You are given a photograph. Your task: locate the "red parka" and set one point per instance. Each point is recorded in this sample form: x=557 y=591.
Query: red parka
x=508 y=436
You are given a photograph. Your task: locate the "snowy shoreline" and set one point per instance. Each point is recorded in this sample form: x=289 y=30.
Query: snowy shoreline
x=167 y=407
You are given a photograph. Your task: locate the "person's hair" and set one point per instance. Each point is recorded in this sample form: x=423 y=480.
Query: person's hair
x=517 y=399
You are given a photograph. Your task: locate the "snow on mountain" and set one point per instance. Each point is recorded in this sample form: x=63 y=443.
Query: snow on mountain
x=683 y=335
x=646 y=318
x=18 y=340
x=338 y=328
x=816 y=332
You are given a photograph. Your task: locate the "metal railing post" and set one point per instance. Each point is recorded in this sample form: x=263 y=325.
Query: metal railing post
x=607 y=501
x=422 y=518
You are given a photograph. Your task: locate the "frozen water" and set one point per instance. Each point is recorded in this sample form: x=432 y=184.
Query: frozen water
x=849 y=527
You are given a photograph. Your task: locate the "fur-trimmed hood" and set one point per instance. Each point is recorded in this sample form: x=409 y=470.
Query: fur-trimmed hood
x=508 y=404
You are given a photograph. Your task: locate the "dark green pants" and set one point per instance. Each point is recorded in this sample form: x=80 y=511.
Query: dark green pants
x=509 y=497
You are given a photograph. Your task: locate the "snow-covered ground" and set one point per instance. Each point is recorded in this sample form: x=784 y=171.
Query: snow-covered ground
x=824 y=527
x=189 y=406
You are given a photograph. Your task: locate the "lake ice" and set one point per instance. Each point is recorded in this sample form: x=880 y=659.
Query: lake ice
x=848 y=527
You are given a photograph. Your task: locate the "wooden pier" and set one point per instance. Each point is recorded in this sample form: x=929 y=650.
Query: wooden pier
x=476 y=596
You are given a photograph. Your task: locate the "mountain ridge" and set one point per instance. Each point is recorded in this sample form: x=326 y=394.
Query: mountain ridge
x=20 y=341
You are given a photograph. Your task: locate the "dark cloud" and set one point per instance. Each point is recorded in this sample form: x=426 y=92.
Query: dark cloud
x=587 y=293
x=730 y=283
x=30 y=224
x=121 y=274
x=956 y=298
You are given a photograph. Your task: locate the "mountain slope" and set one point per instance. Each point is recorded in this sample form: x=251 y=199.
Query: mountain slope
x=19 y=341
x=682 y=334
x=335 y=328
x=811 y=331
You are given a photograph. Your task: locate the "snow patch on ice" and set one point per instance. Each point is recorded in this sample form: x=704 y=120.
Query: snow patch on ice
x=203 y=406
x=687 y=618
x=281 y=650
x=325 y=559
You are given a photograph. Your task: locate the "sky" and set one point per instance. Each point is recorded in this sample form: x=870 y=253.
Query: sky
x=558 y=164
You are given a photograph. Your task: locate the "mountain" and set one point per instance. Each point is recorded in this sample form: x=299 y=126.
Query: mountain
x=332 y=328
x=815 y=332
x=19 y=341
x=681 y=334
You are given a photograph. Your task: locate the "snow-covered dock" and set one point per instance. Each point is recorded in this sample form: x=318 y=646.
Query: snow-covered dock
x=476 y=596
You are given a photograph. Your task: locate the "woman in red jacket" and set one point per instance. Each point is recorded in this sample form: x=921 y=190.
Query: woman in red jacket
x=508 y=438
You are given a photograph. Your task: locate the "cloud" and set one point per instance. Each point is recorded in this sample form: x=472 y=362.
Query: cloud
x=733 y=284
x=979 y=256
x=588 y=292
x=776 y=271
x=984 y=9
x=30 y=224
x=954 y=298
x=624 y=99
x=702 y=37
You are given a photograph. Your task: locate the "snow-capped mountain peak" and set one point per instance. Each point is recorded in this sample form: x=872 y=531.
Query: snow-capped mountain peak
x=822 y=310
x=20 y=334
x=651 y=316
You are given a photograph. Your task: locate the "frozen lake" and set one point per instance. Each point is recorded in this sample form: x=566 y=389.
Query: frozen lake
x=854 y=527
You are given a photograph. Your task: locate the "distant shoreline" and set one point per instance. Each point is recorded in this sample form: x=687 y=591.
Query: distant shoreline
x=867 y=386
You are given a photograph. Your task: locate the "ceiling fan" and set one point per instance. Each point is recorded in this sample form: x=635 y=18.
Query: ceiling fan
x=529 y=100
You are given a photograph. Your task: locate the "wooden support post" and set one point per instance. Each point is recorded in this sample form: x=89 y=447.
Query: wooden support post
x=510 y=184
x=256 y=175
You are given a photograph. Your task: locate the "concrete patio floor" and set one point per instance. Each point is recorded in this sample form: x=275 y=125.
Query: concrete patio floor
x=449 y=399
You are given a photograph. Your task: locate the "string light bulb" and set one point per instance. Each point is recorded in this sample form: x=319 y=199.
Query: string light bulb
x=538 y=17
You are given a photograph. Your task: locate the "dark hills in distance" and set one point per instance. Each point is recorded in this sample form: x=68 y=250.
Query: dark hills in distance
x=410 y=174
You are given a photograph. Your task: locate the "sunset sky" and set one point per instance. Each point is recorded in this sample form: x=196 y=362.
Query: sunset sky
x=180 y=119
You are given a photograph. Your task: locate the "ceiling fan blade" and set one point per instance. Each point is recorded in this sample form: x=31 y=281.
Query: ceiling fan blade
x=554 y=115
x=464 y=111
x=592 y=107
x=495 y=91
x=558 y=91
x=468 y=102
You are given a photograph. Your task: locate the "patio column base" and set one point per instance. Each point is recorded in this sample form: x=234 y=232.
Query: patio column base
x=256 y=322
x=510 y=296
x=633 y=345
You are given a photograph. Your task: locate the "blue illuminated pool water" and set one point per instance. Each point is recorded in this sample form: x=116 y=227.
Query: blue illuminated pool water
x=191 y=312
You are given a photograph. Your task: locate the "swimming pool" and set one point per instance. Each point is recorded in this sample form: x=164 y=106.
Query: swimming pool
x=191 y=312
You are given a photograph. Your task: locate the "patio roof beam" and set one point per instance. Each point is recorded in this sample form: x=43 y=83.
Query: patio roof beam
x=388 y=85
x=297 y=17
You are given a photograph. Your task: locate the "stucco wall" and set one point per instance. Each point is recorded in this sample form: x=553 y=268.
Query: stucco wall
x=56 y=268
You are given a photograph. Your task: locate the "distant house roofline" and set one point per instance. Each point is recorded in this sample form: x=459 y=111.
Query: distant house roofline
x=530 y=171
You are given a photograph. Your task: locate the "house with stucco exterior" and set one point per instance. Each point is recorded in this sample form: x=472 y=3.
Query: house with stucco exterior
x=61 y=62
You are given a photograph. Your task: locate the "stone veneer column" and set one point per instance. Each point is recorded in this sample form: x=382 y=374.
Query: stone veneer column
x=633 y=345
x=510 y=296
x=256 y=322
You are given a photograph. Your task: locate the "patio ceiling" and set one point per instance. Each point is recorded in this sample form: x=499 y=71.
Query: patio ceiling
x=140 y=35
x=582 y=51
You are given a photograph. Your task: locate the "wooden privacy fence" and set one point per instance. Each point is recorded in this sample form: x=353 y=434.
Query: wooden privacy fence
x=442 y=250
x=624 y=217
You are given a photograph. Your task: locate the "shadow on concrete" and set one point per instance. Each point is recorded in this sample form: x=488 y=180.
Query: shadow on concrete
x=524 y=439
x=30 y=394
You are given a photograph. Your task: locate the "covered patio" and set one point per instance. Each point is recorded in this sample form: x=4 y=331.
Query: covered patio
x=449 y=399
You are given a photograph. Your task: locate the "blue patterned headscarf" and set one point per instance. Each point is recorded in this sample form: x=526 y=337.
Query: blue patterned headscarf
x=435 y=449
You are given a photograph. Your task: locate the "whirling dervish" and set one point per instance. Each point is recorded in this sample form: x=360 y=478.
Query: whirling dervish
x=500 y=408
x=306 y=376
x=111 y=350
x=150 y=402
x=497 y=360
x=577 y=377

■ ■ ■

Problem to solve: Arrange every line of the records above as a Markdown table with two columns, Row and Line. Number the rows in order and leave out blank lines.

Answer to this exercise:
| Row | Line |
|---|---|
| 1 | You are given a photograph. Your task: locate the "red parka" and set one point per instance. Each point is recorded in this sample form: x=557 y=591. |
| 2 | Query: red parka |
| 3 | x=508 y=436 |
| 4 | You are given a photograph. Your task: locate the "snowy shoreline" and set one point per instance. Each point is recorded in this sample form: x=289 y=30. |
| 5 | Query: snowy shoreline |
| 6 | x=167 y=407 |
| 7 | You are given a photograph. Your task: locate the "person's hair" and set one point per instance. Each point is recorded in this sample form: x=423 y=480. |
| 8 | Query: person's hair |
| 9 | x=517 y=399 |
| 10 | You are given a photograph. Your task: locate the "snow on mountain" and set one point per instance. Each point is recorded in this sample form: x=63 y=443. |
| 11 | Query: snow on mountain |
| 12 | x=683 y=335 |
| 13 | x=646 y=318 |
| 14 | x=18 y=340 |
| 15 | x=338 y=328 |
| 16 | x=816 y=332 |
| 17 | You are given a photograph. Your task: locate the "metal railing post" and set one point per instance. Each point is recorded in this sample form: x=263 y=325. |
| 18 | Query: metal railing post |
| 19 | x=607 y=501 |
| 20 | x=422 y=518 |
| 21 | You are given a photograph. Your task: locate the "frozen water" and set one point per instance. Each point is recorded in this sample form: x=432 y=184. |
| 22 | Query: frozen water |
| 23 | x=849 y=527 |
| 24 | You are given a photograph. Your task: locate the "fur-trimmed hood" and set one point per instance. Each point is recorded in this sample form: x=409 y=470. |
| 25 | Query: fur-trimmed hood |
| 26 | x=508 y=404 |
| 27 | You are given a photograph. Your task: locate the "dark green pants" and set one point per instance. Each point is recorded in this sample form: x=80 y=511. |
| 28 | Query: dark green pants |
| 29 | x=509 y=497 |
| 30 | You are given a photograph. Your task: locate the "snow-covered ground" and set one point per instance. Each point is recorded in this sample form: x=784 y=171. |
| 31 | Query: snow-covered ground |
| 32 | x=824 y=527 |
| 33 | x=189 y=406 |
| 34 | You are given a photograph. Your task: locate the "lake ice" and set one point per instance. Each point is recorded in this sample form: x=880 y=659. |
| 35 | Query: lake ice |
| 36 | x=848 y=527 |
| 37 | You are given a photograph. Your task: locate the "wooden pier" and set one point per instance. Each point is recorded in this sample form: x=929 y=650. |
| 38 | Query: wooden pier |
| 39 | x=476 y=596 |
| 40 | You are given a photograph. Your task: locate the "mountain ridge" and set one point per instance. Each point is recorded in this sample form: x=326 y=394. |
| 41 | Query: mountain ridge |
| 42 | x=20 y=341 |
| 43 | You are given a photograph. Your task: locate the "dark cloud" and set one point per instance. Each point is recorded in this sample form: x=426 y=92. |
| 44 | Query: dark cloud |
| 45 | x=587 y=293 |
| 46 | x=730 y=283 |
| 47 | x=30 y=224 |
| 48 | x=121 y=274 |
| 49 | x=956 y=298 |
| 50 | You are given a photograph. Your task: locate the "mountain slope" and set one point per instance. Each point is recorded in this sample form: x=251 y=199. |
| 51 | Query: mountain slope |
| 52 | x=19 y=341 |
| 53 | x=682 y=334 |
| 54 | x=335 y=328 |
| 55 | x=811 y=331 |
| 56 | You are given a photograph. Your task: locate the "snow patch on ice" and set one point per instance. Each point is recorded in this sample form: x=704 y=120. |
| 57 | Query: snow patch on ice |
| 58 | x=203 y=406 |
| 59 | x=687 y=618 |
| 60 | x=281 y=650 |
| 61 | x=325 y=559 |
| 62 | You are given a photograph. Your task: locate the "sky" and set one point per instance. Each point is recorded in this sample form: x=870 y=253. |
| 63 | Query: sky |
| 64 | x=558 y=164 |
| 65 | You are given a photograph. Your task: locate the "mountain" and set one point per instance. Each point is recorded in this sample form: x=299 y=126. |
| 66 | Query: mountain |
| 67 | x=332 y=328 |
| 68 | x=815 y=332 |
| 69 | x=19 y=341 |
| 70 | x=681 y=334 |
| 71 | You are given a photograph. Your task: locate the "snow-covered dock" and set one point per instance. Each point is recorded in this sample form: x=318 y=646. |
| 72 | Query: snow-covered dock |
| 73 | x=476 y=596 |
| 74 | You are given a photograph. Your task: locate the "woman in red jacket" and set one point per instance. Each point is recorded in this sample form: x=921 y=190. |
| 75 | Query: woman in red jacket |
| 76 | x=508 y=438 |
| 77 | You are given a photograph. Your task: locate the "cloud" and set one point per instance. Each point is recorded in this sample form: x=472 y=362. |
| 78 | Query: cloud |
| 79 | x=733 y=284 |
| 80 | x=979 y=256 |
| 81 | x=588 y=292 |
| 82 | x=776 y=271 |
| 83 | x=984 y=9 |
| 84 | x=30 y=224 |
| 85 | x=954 y=298 |
| 86 | x=624 y=99 |
| 87 | x=702 y=37 |
| 88 | You are given a photograph. Your task: locate the "snow-capped mountain peak" and set one point per instance. Each point is recorded in this sample form: x=872 y=531. |
| 89 | Query: snow-capped mountain peak |
| 90 | x=822 y=310 |
| 91 | x=20 y=334 |
| 92 | x=651 y=316 |
| 93 | You are given a photograph. Your task: locate the "frozen lake" and set one point per instance. Each point is recorded in this sample form: x=566 y=389. |
| 94 | Query: frozen lake |
| 95 | x=854 y=527 |
| 96 | You are given a photograph. Your task: locate the "distant shoreline" and set one point per instance. Each point is recorded in this sample form: x=687 y=591. |
| 97 | Query: distant shoreline |
| 98 | x=867 y=386 |
| 99 | You are given a photograph. Your task: locate the "ceiling fan" and set one point per instance. Each point is recorded in this sample form: x=635 y=18. |
| 100 | Query: ceiling fan |
| 101 | x=529 y=100 |
| 102 | You are given a photograph. Your task: locate the "wooden support post" and set one point per instance. Each point is recorded in this sample form: x=89 y=447. |
| 103 | Query: wooden support post |
| 104 | x=510 y=184 |
| 105 | x=256 y=175 |
| 106 | You are given a photograph. Your task: locate the "concrete patio floor" and set one point per instance. Each point is recorded in this sample form: x=275 y=125. |
| 107 | Query: concrete patio floor |
| 108 | x=449 y=399 |
| 109 | You are given a photograph. Your task: locate the "string light bulb" and set one point per instance. Each point is recorded in this sample form: x=319 y=199. |
| 110 | Query: string light bulb |
| 111 | x=538 y=17 |
| 112 | You are given a photograph. Your task: locate the "dark hills in distance" and set one point per instance. Each point is recorded in this sample form: x=68 y=250. |
| 113 | Query: dark hills in distance |
| 114 | x=410 y=174 |
| 115 | You are given a photograph. Your task: locate the "sunset sky" and set one point per instance. Each point is recorded in this sample form: x=196 y=362. |
| 116 | Query: sunset sky |
| 117 | x=180 y=119 |
| 118 | You are given a photograph. Your task: locate the "ceiling fan blade" and set one point per instance. Each point is recorded in this sample form: x=31 y=281. |
| 119 | Query: ceiling fan blade |
| 120 | x=554 y=115 |
| 121 | x=464 y=111 |
| 122 | x=592 y=107 |
| 123 | x=495 y=91 |
| 124 | x=558 y=91 |
| 125 | x=468 y=102 |
| 126 | You are given a photograph. Your task: locate the "patio column base" and set one point per instance. Each point is recorded in this sample form: x=234 y=232. |
| 127 | Query: patio column base |
| 128 | x=256 y=322 |
| 129 | x=510 y=296 |
| 130 | x=633 y=345 |
| 131 | You are given a photograph. Your task: locate the "blue illuminated pool water" and set one point per instance. Each point is recorded in this sample form: x=116 y=227. |
| 132 | Query: blue illuminated pool water |
| 133 | x=191 y=312 |
| 134 | You are given a photograph. Your task: locate the "swimming pool" and set one point per instance. Each point is recorded in this sample form: x=164 y=106. |
| 135 | Query: swimming pool |
| 136 | x=191 y=312 |
| 137 | You are given a photograph. Your task: locate the "patio roof beam" and set one point per instance. Each point is recorded in this sample form: x=43 y=83. |
| 138 | Query: patio roof beam |
| 139 | x=388 y=85 |
| 140 | x=297 y=17 |
| 141 | You are given a photograph. Your task: locate the "stucco wall" and set one point per instance. Each point is recorded in this sample form: x=553 y=268. |
| 142 | Query: stucco wall |
| 143 | x=56 y=268 |
| 144 | You are given a photograph. Your task: locate the "distant house roofline" and set one point per instance. Each point is recorded in this sample form: x=459 y=111. |
| 145 | Query: distant house roofline |
| 146 | x=530 y=171 |
| 147 | You are given a photograph. Your task: locate the "house with stucco exterior" and set one point per instance. Each point is recorded in this sample form: x=472 y=3. |
| 148 | Query: house with stucco exterior |
| 149 | x=61 y=62 |
| 150 | You are given a photograph. Your task: locate the "stone veneer column" and set one point per instance. Each point is recorded in this sample form: x=382 y=374. |
| 151 | Query: stone veneer column |
| 152 | x=633 y=345 |
| 153 | x=510 y=296 |
| 154 | x=256 y=322 |
| 155 | You are given a photograph. Your task: locate the "patio ceiling" and set one point per instance. Each point is recorded in this sample form: x=499 y=71. |
| 156 | Query: patio ceiling |
| 157 | x=140 y=35 |
| 158 | x=582 y=51 |
| 159 | You are given a photograph. Your task: locate the "wooden privacy fence" and set one point per instance. Each point is recorded in this sample form: x=353 y=434. |
| 160 | Query: wooden privacy fence |
| 161 | x=442 y=250 |
| 162 | x=624 y=217 |
| 163 | You are given a photograph. Your task: locate the "shadow on concrete" and set one point per instance. Each point is recorded in this sample form: x=488 y=180. |
| 164 | Query: shadow on concrete |
| 165 | x=524 y=439 |
| 166 | x=30 y=394 |
| 167 | You are given a photograph. Your task: locate the "covered patio" and set one point per instance. Each point is recorded in this sample form: x=4 y=331. |
| 168 | Query: covered patio |
| 169 | x=449 y=399 |
| 170 | You are given a photograph. Your task: locate the "blue patterned headscarf" and set one point per instance. Each point is recorded in this sample form: x=526 y=337. |
| 171 | Query: blue patterned headscarf |
| 172 | x=435 y=449 |
| 173 | You are given a photograph. Your task: locate the "whirling dervish" and set one point per instance. Each point is recorded in this sample form: x=360 y=478. |
| 174 | Query: whirling dervish |
| 175 | x=500 y=408 |
| 176 | x=306 y=376 |
| 177 | x=111 y=350 |
| 178 | x=150 y=402 |
| 179 | x=497 y=360 |
| 180 | x=577 y=377 |